→ Task details:
Leave out every picture, and output exactly the lines from the line containing "Would you mind indicating the football" through the last line of the data.

»»

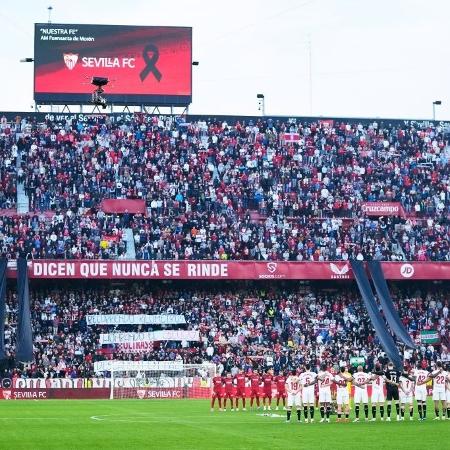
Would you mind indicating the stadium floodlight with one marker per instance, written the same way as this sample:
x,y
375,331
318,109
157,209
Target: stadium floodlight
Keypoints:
x,y
436,103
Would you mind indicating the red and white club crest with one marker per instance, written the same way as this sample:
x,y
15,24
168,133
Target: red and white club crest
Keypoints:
x,y
339,271
140,393
6,394
70,59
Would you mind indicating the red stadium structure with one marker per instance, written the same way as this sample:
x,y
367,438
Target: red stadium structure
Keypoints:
x,y
225,230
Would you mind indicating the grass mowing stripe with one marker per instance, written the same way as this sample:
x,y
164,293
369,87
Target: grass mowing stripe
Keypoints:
x,y
188,424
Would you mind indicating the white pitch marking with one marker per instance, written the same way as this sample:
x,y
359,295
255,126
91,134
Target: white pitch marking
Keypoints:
x,y
31,418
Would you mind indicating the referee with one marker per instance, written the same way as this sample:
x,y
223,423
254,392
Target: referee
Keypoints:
x,y
392,377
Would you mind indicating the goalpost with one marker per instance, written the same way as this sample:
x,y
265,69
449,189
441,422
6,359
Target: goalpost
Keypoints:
x,y
158,379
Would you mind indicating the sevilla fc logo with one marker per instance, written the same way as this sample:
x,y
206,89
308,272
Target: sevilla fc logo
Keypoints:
x,y
339,272
141,393
6,395
70,59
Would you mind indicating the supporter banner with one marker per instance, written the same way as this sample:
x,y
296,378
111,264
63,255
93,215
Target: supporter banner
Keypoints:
x,y
383,209
144,64
429,337
135,319
122,366
162,335
121,206
291,138
104,393
228,270
418,124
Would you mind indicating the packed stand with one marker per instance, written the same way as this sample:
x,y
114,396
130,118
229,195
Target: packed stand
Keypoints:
x,y
241,326
241,191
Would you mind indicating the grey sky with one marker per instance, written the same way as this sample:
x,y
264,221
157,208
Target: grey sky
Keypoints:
x,y
384,58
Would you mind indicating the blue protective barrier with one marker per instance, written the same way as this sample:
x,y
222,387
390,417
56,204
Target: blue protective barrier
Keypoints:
x,y
387,304
382,332
24,345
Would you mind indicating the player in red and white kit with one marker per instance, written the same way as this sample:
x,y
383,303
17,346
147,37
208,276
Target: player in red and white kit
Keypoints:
x,y
307,380
342,396
439,377
378,398
406,390
267,379
360,381
218,392
229,391
448,391
324,380
420,390
239,382
255,382
280,381
293,389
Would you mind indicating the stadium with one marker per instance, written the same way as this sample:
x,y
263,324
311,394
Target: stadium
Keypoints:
x,y
173,277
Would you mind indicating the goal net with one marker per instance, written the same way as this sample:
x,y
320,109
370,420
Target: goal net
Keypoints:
x,y
158,379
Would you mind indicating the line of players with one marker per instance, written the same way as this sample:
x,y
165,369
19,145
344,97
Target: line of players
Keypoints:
x,y
297,390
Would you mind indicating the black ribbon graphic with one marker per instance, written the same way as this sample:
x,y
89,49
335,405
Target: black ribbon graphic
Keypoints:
x,y
150,62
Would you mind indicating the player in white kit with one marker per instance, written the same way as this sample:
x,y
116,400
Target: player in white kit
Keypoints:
x,y
378,397
325,380
406,397
448,391
420,391
342,395
439,377
293,390
307,380
360,381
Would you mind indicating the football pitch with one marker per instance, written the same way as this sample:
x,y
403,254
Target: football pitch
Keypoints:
x,y
189,424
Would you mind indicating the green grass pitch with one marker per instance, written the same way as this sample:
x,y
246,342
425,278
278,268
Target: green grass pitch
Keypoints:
x,y
189,424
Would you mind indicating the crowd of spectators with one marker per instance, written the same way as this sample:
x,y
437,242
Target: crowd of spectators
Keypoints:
x,y
241,325
227,190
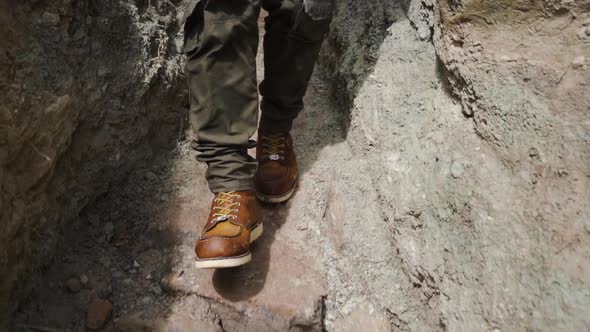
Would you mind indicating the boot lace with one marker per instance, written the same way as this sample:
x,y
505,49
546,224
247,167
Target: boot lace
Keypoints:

««

→ Exercise result:
Would you mind indicating the football pitch with one marker per instance, written the same way as this sample:
x,y
403,254
Target: football pitch
Keypoints:
x,y
189,424
Would you mind indicating the green grass pitch with one marker per instance, written the same way as this sample:
x,y
246,342
425,278
278,268
Target: green grass pitch
Keypoints:
x,y
189,424
Would you mind indicating the crowd of spectators with one marker per instance, written the same way as this sample:
x,y
437,242
Target: crowd of spectators
Keypoints:
x,y
241,325
227,190
Would you mind indicating the boot lace with one marker per instance, written the same way as this sample:
x,y
505,49
546,224
247,167
Target: boot lace
Keypoints:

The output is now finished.